==== Data provided

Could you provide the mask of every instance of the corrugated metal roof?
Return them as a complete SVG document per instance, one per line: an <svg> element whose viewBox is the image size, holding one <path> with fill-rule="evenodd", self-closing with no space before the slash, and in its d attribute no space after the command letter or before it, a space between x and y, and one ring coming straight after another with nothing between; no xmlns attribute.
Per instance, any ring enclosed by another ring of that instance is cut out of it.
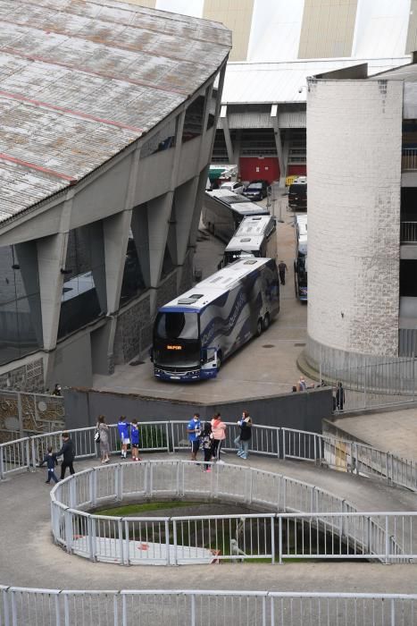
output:
<svg viewBox="0 0 417 626"><path fill-rule="evenodd" d="M226 70L223 104L305 102L306 78L342 67L369 63L380 72L410 63L409 56L389 59L313 59L287 63L230 63ZM301 89L301 91L300 91Z"/></svg>
<svg viewBox="0 0 417 626"><path fill-rule="evenodd" d="M113 0L0 0L0 222L97 168L218 69L220 24Z"/></svg>

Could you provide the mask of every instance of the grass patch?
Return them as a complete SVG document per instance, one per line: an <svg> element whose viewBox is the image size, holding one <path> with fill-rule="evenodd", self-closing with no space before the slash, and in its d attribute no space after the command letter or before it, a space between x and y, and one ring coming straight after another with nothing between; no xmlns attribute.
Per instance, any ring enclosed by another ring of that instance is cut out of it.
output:
<svg viewBox="0 0 417 626"><path fill-rule="evenodd" d="M115 517L140 517L141 513L148 512L149 511L160 511L161 509L181 509L185 506L198 506L198 504L207 504L207 503L183 502L182 500L173 500L169 502L145 502L138 504L125 504L124 506L116 506L111 509L99 509L95 512L96 515L112 515Z"/></svg>

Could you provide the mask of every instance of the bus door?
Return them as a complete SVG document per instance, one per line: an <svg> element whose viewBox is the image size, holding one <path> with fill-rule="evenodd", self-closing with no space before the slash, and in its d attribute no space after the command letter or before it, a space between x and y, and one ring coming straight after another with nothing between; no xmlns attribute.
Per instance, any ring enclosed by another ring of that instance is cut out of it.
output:
<svg viewBox="0 0 417 626"><path fill-rule="evenodd" d="M217 348L209 346L201 351L201 377L213 378L217 376Z"/></svg>

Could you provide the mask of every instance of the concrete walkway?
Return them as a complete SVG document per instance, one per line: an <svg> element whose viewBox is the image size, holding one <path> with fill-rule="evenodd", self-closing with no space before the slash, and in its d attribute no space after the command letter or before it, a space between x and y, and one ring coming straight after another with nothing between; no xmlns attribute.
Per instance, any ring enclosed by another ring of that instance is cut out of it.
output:
<svg viewBox="0 0 417 626"><path fill-rule="evenodd" d="M332 424L364 444L417 461L417 408L336 417Z"/></svg>
<svg viewBox="0 0 417 626"><path fill-rule="evenodd" d="M149 458L167 455L153 454ZM175 458L188 457L179 454ZM238 461L233 454L225 459L227 462ZM411 511L417 507L417 495L405 489L388 487L381 482L316 468L307 462L279 461L253 455L246 463L331 491L360 511ZM94 464L77 462L77 470ZM45 470L37 470L0 483L2 584L67 589L238 588L370 593L414 593L417 588L417 567L413 564L328 562L282 566L221 563L123 567L90 563L54 545L49 486L44 482L45 475Z"/></svg>

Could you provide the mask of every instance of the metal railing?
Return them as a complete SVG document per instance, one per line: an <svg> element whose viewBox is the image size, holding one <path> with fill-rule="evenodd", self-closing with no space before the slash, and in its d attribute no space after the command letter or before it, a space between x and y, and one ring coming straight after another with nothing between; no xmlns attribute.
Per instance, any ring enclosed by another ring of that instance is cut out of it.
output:
<svg viewBox="0 0 417 626"><path fill-rule="evenodd" d="M3 617L3 620L2 620ZM417 595L0 586L2 626L416 626Z"/></svg>
<svg viewBox="0 0 417 626"><path fill-rule="evenodd" d="M401 243L417 243L417 222L401 222Z"/></svg>
<svg viewBox="0 0 417 626"><path fill-rule="evenodd" d="M226 463L212 463L207 473L203 467L152 461L69 477L51 492L55 542L69 553L122 565L417 557L417 512L358 512L342 498L281 474ZM132 496L224 500L273 512L121 517L82 510Z"/></svg>
<svg viewBox="0 0 417 626"><path fill-rule="evenodd" d="M142 422L139 425L141 451L174 453L188 450L187 421ZM238 435L237 424L227 424L224 450L233 451ZM96 458L96 428L68 431L79 459ZM48 445L61 447L62 431L23 437L0 444L0 478L16 471L33 469L43 459ZM110 426L110 449L120 452L117 426ZM389 452L341 437L303 430L268 426L253 426L249 452L277 459L313 461L353 474L383 479L390 485L417 491L417 464Z"/></svg>
<svg viewBox="0 0 417 626"><path fill-rule="evenodd" d="M403 148L401 169L403 172L417 170L417 148Z"/></svg>

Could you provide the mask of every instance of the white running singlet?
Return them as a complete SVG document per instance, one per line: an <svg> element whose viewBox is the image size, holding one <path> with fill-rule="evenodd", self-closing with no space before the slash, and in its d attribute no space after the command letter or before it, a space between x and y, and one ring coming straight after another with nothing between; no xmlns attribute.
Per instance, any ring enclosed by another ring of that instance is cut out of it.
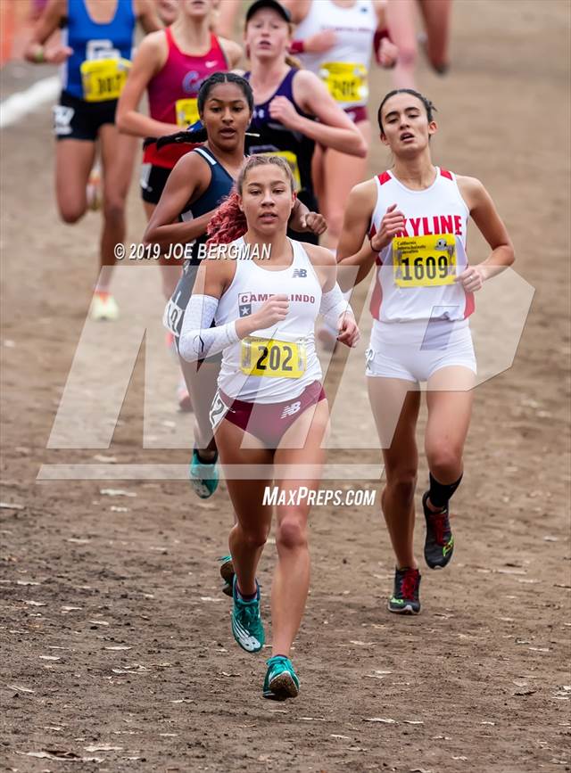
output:
<svg viewBox="0 0 571 773"><path fill-rule="evenodd" d="M331 0L312 0L305 19L295 28L295 37L307 39L332 29L335 45L321 53L301 53L304 68L320 78L340 107L365 107L368 75L377 19L371 0L355 0L349 8Z"/></svg>
<svg viewBox="0 0 571 773"><path fill-rule="evenodd" d="M290 243L294 259L287 268L272 270L262 267L263 260L237 259L232 284L219 299L217 325L254 314L272 295L286 295L289 300L286 319L224 349L218 385L228 397L282 402L321 381L314 341L321 284L302 244ZM232 243L236 251L246 247L242 238Z"/></svg>
<svg viewBox="0 0 571 773"><path fill-rule="evenodd" d="M392 204L406 219L401 236L377 259L370 304L374 329L379 323L462 320L474 311L474 294L454 281L468 266L470 213L455 175L435 169L434 182L424 191L407 188L388 171L375 178L377 205L369 236L378 231Z"/></svg>

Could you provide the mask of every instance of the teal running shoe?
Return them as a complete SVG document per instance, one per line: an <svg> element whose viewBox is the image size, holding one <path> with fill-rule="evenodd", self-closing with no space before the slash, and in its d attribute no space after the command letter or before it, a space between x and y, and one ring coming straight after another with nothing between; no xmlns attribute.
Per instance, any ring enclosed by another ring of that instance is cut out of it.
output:
<svg viewBox="0 0 571 773"><path fill-rule="evenodd" d="M274 655L268 662L264 679L263 696L273 701L296 698L300 691L300 680L289 658Z"/></svg>
<svg viewBox="0 0 571 773"><path fill-rule="evenodd" d="M223 555L219 558L220 564L220 577L224 580L222 586L222 593L227 596L232 596L232 586L234 584L234 563L232 563L231 555Z"/></svg>
<svg viewBox="0 0 571 773"><path fill-rule="evenodd" d="M260 586L256 581L256 597L252 601L242 601L238 597L238 583L236 575L232 583L232 633L243 650L257 653L264 646L266 637L260 616Z"/></svg>
<svg viewBox="0 0 571 773"><path fill-rule="evenodd" d="M194 493L201 499L208 499L218 489L218 454L213 462L201 462L198 458L198 451L193 448L193 458L190 463L190 482Z"/></svg>

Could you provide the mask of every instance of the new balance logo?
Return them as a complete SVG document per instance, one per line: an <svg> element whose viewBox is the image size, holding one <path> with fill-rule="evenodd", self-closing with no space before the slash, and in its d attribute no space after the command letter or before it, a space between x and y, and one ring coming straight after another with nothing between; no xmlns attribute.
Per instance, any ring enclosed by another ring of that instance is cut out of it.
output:
<svg viewBox="0 0 571 773"><path fill-rule="evenodd" d="M286 406L286 407L282 411L280 419L286 419L287 418L287 416L293 416L294 414L296 414L301 407L302 403L299 400L296 403L292 403L289 406Z"/></svg>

========

▸ **Directions for this task**:
Please rewrite the listing above with every "mask" changed to "outline" and all other text left as it is. Omit the pictures.

▸ **Correct answer**:
Could you provide the outline of every instance of the corrugated metal roof?
Return them as a complete SVG document per instance, one per line: an <svg> element whose viewBox is the image size, holding one <path> with fill-rule="evenodd", self-closing with no space before the slash, and in its d attribute no space after the command letter or before it, a space between x and y, and one ring coming straight after another with nothing between; no xmlns attribute.
Per instance, any ring enclosed by another ring of that instance is cut out of it.
output:
<svg viewBox="0 0 417 626"><path fill-rule="evenodd" d="M226 70L223 104L305 102L306 78L342 67L369 63L380 72L410 63L409 56L389 59L313 59L287 63L230 63ZM301 89L301 91L300 91Z"/></svg>
<svg viewBox="0 0 417 626"><path fill-rule="evenodd" d="M113 0L0 0L0 222L97 168L218 69L220 24Z"/></svg>

Could you provide the outline of every instance of the grass patch?
Return them as a complete SVG document per instance, one per line: an <svg> element whose viewBox is the image size, holding one <path> with fill-rule="evenodd", self-closing with no space before the slash, and in its d attribute no space after the command letter or before it, a space between x and y, and one ring coming straight after another with nothing between; no xmlns attribute.
Per instance, any ring enclosed by another ring of that instance is cut out of it.
output:
<svg viewBox="0 0 417 626"><path fill-rule="evenodd" d="M115 517L140 517L141 513L148 512L149 511L160 511L161 509L181 509L185 506L198 506L198 504L207 504L207 503L183 502L182 500L173 500L169 502L145 502L138 504L125 504L124 506L116 506L111 509L99 509L95 512L96 515L112 515Z"/></svg>

Could you provide the outline of every instance of the bus door?
Return them as a complete SVG document per instance, one per line: an <svg> element whose viewBox is the image size, holding one <path> with fill-rule="evenodd", self-closing with no space before the slash, and in its d attribute no space after the command letter or before it, a space between x and y, and one ring coming straight after another with nothing between; no xmlns attribute.
Per instance, any ring enclosed by another ring of that instance is cut out of it.
output:
<svg viewBox="0 0 417 626"><path fill-rule="evenodd" d="M217 348L209 346L201 351L201 377L213 378L217 376Z"/></svg>

Could you provide the outline of every instance of the concrete walkway?
Return them as a complete SVG document per instance, one per line: an <svg> element whose viewBox is the image size, holding one <path> with fill-rule="evenodd", self-closing with no space before the slash, and in its d attribute no space after the command letter or before it, a space between x and y, and one ring coming straight after another with nothing between; no xmlns attribute.
Per instance, any ring enclosed by another ring of that instance is cut out of it.
output:
<svg viewBox="0 0 417 626"><path fill-rule="evenodd" d="M332 424L364 444L417 461L417 408L336 417Z"/></svg>
<svg viewBox="0 0 417 626"><path fill-rule="evenodd" d="M149 458L167 455L153 454ZM175 458L188 457L179 454ZM238 461L233 454L225 459L227 462ZM411 511L417 507L417 495L405 489L388 487L381 482L316 468L307 462L279 461L253 455L246 463L331 491L360 511ZM94 464L77 462L77 470ZM45 470L37 470L0 483L2 584L67 589L238 588L370 593L414 593L417 588L417 567L413 564L328 562L282 566L221 563L123 567L90 563L54 545L49 486L44 482L45 475Z"/></svg>

Could you provide the outline of every instance of the metal railing?
Return them as a complete SVG document per instance, one per line: an <svg> element whose viewBox is the image size, holding one <path> with fill-rule="evenodd", self-closing with no space before the slash, and in its d attribute no space after the command letter or before it, a space between x and y, and one ring coming straight after another with nothing between; no xmlns attribute.
Per instance, any ring enclosed by another ring of that instance is cut out of it.
output:
<svg viewBox="0 0 417 626"><path fill-rule="evenodd" d="M3 617L3 620L2 620ZM417 595L0 586L2 626L416 626Z"/></svg>
<svg viewBox="0 0 417 626"><path fill-rule="evenodd" d="M401 243L417 243L417 222L401 222Z"/></svg>
<svg viewBox="0 0 417 626"><path fill-rule="evenodd" d="M226 463L212 463L207 473L203 467L152 461L69 477L51 492L55 542L69 553L122 565L417 557L417 512L358 512L342 498L281 474ZM132 496L224 500L273 512L121 517L82 510Z"/></svg>
<svg viewBox="0 0 417 626"><path fill-rule="evenodd" d="M142 422L139 425L141 451L174 453L188 450L187 421ZM238 435L237 424L227 424L224 450L233 451ZM96 458L96 428L68 431L79 459ZM48 445L61 447L62 431L23 437L0 444L0 478L16 471L33 469L43 459ZM110 426L110 449L120 452L117 426ZM389 452L341 437L303 430L268 426L253 426L249 452L277 459L313 461L353 474L383 479L390 485L417 491L417 464Z"/></svg>
<svg viewBox="0 0 417 626"><path fill-rule="evenodd" d="M403 148L401 169L403 172L417 170L417 148Z"/></svg>

Could you provide the outline of every instance of the white running singlet?
Return them as a complete SVG document per instance, one per line: an <svg> element whose viewBox is the image size, holding one <path> with fill-rule="evenodd", self-closing with no space before the slash, and in its d attribute no space after the command letter or before it, a space between x and y, and one ring coming straight after another with nothing between; no xmlns attribute.
Per instance, any ring enclosed by another ring of that instance is cut out of it.
output:
<svg viewBox="0 0 571 773"><path fill-rule="evenodd" d="M331 0L312 0L305 19L295 28L295 37L307 39L332 29L335 45L321 53L301 53L304 68L320 78L340 107L365 107L368 75L377 19L371 0L355 0L349 8Z"/></svg>
<svg viewBox="0 0 571 773"><path fill-rule="evenodd" d="M290 243L294 259L287 268L272 270L262 267L263 260L237 259L232 284L219 299L217 325L254 314L272 295L286 295L289 300L286 319L224 349L218 385L228 397L282 402L321 381L314 341L321 284L302 244ZM232 243L236 251L246 247L242 238Z"/></svg>
<svg viewBox="0 0 571 773"><path fill-rule="evenodd" d="M392 204L406 219L401 236L377 259L370 304L374 329L379 323L462 320L474 311L474 294L454 281L468 266L470 213L455 175L435 169L434 182L424 191L407 188L388 171L375 178L377 205L369 236L378 231Z"/></svg>

Could you provide the outline of every instance of the teal running shoe?
Return them as a complete SVG document per instance, one per line: an <svg> element whose viewBox is the image size, holding one <path> with fill-rule="evenodd", self-closing with no space before the slash, and in its d attribute no space after the command letter or before it, a space between x and y, and one ring coming straight after another with nothing between; no xmlns attribute.
Per instance, any ring enclosed by another ring of that instance is cut out of it.
output:
<svg viewBox="0 0 571 773"><path fill-rule="evenodd" d="M274 655L268 662L264 679L263 696L273 701L296 698L300 691L300 680L289 658Z"/></svg>
<svg viewBox="0 0 571 773"><path fill-rule="evenodd" d="M223 555L219 558L220 564L220 577L224 580L222 586L222 593L227 596L232 596L232 586L234 584L234 563L232 563L231 555Z"/></svg>
<svg viewBox="0 0 571 773"><path fill-rule="evenodd" d="M260 586L256 581L256 597L252 601L242 601L238 597L238 583L236 575L232 583L232 633L243 650L257 653L264 646L266 637L260 616Z"/></svg>
<svg viewBox="0 0 571 773"><path fill-rule="evenodd" d="M194 493L201 499L208 499L218 489L218 454L213 462L201 462L198 458L198 451L193 448L193 458L190 463L190 482Z"/></svg>

Could you provide the outline of every instance of the new balance logo?
Return them as a complete SVG document per instance, one per line: an <svg> element whose viewBox is the image size, holding one <path> with fill-rule="evenodd", self-closing with no space before the slash, and in its d attribute no space after the command letter or before it, a space between x and y, and one ring coming straight after another with nothing between; no xmlns attribute.
Per instance, any ring enclosed by another ring of that instance is cut out of it.
output:
<svg viewBox="0 0 571 773"><path fill-rule="evenodd" d="M286 406L286 407L282 411L280 419L286 419L287 418L287 416L293 416L294 414L296 414L301 407L302 403L299 400L296 403L292 403L289 406Z"/></svg>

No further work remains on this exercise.